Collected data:
------------------------------------
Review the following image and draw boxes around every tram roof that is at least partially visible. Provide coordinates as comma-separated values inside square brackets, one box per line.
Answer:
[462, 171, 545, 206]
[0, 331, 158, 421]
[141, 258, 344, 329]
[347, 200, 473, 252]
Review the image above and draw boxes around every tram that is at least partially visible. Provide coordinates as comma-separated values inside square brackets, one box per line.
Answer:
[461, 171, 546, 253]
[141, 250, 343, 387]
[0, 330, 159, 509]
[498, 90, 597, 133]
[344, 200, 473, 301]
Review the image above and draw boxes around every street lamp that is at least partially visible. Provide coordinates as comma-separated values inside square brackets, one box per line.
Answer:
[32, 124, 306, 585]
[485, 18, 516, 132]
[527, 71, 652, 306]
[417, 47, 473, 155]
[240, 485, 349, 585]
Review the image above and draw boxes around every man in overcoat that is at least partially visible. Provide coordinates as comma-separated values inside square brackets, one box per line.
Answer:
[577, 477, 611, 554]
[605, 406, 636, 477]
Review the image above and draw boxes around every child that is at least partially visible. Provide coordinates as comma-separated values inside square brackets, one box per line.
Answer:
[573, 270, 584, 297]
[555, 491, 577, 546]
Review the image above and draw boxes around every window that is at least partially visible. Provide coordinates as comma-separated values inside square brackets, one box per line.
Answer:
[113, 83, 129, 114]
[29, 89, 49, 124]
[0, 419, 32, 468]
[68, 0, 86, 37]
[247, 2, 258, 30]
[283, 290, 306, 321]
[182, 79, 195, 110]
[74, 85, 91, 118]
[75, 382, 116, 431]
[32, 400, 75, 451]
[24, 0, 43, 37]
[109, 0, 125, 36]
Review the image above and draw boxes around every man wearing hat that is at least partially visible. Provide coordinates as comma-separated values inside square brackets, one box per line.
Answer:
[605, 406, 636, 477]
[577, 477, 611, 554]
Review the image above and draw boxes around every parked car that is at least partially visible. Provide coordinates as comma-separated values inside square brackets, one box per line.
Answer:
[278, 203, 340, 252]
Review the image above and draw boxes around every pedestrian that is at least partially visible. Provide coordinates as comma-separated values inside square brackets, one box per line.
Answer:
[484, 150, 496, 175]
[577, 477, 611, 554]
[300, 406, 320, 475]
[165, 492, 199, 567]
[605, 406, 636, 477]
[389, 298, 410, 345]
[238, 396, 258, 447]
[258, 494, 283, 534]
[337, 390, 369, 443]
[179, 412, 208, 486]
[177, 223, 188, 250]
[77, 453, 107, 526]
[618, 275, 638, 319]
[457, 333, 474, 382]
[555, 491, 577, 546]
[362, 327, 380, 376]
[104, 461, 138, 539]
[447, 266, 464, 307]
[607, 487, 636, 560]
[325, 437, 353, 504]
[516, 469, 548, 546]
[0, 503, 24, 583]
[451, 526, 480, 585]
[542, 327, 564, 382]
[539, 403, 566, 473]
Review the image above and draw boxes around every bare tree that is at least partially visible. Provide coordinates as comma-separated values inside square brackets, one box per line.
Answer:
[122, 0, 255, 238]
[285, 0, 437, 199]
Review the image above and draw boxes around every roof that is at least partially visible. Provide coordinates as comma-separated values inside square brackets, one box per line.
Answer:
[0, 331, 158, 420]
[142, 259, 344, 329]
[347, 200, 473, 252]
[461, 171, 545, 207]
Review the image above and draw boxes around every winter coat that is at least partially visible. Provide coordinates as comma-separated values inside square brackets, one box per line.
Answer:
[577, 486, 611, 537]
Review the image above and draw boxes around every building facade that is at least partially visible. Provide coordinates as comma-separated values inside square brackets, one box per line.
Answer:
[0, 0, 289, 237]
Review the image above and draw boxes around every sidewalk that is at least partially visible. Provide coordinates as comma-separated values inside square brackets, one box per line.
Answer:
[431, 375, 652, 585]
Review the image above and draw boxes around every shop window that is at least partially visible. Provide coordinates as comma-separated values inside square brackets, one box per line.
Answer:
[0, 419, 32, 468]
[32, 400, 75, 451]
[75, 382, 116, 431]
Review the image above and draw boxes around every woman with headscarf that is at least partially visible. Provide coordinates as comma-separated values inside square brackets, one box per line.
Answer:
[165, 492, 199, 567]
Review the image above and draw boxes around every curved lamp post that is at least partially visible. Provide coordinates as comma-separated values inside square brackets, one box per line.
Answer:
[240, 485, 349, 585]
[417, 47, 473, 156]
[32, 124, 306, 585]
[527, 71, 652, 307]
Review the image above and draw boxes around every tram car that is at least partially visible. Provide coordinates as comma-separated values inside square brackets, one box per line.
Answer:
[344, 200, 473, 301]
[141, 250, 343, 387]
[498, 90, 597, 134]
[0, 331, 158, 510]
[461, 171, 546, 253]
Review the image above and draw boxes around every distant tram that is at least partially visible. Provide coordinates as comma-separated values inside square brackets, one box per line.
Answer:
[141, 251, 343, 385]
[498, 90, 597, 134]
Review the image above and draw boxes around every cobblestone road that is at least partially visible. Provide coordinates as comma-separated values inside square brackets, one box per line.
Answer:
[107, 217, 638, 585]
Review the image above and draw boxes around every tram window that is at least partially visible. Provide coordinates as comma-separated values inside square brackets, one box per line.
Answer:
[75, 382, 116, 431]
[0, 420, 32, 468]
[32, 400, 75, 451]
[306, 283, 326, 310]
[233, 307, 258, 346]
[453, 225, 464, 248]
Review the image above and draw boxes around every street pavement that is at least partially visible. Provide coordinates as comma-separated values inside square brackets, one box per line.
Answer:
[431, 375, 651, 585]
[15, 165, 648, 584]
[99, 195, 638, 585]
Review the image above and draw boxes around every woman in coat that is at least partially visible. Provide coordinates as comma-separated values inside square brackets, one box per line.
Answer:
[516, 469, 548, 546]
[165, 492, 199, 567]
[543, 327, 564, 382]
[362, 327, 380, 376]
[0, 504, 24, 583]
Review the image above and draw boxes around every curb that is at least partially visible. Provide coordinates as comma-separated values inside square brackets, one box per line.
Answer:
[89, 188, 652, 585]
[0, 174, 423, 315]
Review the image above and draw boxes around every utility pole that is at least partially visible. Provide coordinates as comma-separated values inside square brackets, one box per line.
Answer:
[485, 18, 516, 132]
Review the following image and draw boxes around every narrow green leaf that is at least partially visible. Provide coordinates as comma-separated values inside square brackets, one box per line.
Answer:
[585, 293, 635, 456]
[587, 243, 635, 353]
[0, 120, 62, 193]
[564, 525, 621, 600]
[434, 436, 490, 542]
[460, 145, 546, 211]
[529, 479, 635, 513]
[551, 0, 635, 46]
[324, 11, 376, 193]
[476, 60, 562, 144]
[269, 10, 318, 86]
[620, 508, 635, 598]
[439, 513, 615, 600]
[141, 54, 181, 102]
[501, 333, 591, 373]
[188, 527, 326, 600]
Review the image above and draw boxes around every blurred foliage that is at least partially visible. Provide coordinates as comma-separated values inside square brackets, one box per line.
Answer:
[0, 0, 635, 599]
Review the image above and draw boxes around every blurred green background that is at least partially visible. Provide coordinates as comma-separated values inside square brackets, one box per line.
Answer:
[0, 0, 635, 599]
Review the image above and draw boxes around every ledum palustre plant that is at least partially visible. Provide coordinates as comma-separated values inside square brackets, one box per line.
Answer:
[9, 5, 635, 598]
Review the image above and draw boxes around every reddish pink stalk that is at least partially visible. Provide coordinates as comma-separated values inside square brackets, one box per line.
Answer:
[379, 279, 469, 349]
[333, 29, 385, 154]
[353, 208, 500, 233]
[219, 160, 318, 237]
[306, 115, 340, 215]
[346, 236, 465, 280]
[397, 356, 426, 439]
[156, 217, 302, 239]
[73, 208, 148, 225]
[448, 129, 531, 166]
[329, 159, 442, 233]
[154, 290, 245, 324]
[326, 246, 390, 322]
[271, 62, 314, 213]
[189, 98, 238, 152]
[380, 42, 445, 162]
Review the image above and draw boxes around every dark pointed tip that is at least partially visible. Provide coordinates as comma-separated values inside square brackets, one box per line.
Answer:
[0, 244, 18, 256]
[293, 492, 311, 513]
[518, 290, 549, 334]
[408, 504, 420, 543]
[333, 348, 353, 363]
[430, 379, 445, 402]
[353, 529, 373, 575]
------------------------------------
| Brief |
Please copy everything from the line containing "Review the image above and draw boxes around every tram car" down to the line containing "[99, 195, 638, 585]", both included, shifting every coordinate in the answers up by 28 and leaving the other lines unchanged.

| Problem solution |
Review the image above and draw boxes around every tram car that is at least partially visible. Provide coordinates as comma-separated values inside square brackets, one box per line.
Answer:
[372, 228, 501, 329]
[169, 278, 371, 415]
[526, 118, 625, 162]
[28, 359, 186, 538]
[489, 199, 574, 281]
Review the image above and draw boxes around every distant tram that is at least partially visible. Provide coordinates as comma-separated values inside square brackets, one box per line.
Answer:
[169, 279, 371, 413]
[526, 118, 625, 162]
Review the image above and draw boxes around every cobblestone road that is at least partially visible. Provide coordinates as comma-separated values inside square brackets, one box per line.
Answer:
[135, 245, 666, 613]
Review the image above and draw boxes around every tram window that is at least partially visible. Provide coordinates as comma-separated values inside square brackets, one box per line.
Answer:
[103, 410, 144, 459]
[28, 448, 60, 496]
[60, 428, 103, 479]
[334, 311, 354, 338]
[261, 335, 286, 374]
[481, 253, 492, 276]
Review the image above and draw boxes around every street pavement that is at least partially visible. Provide coordinates as comma-separated values inside square brackets, one box per line.
Answer:
[459, 403, 679, 613]
[43, 193, 676, 612]
[127, 223, 666, 613]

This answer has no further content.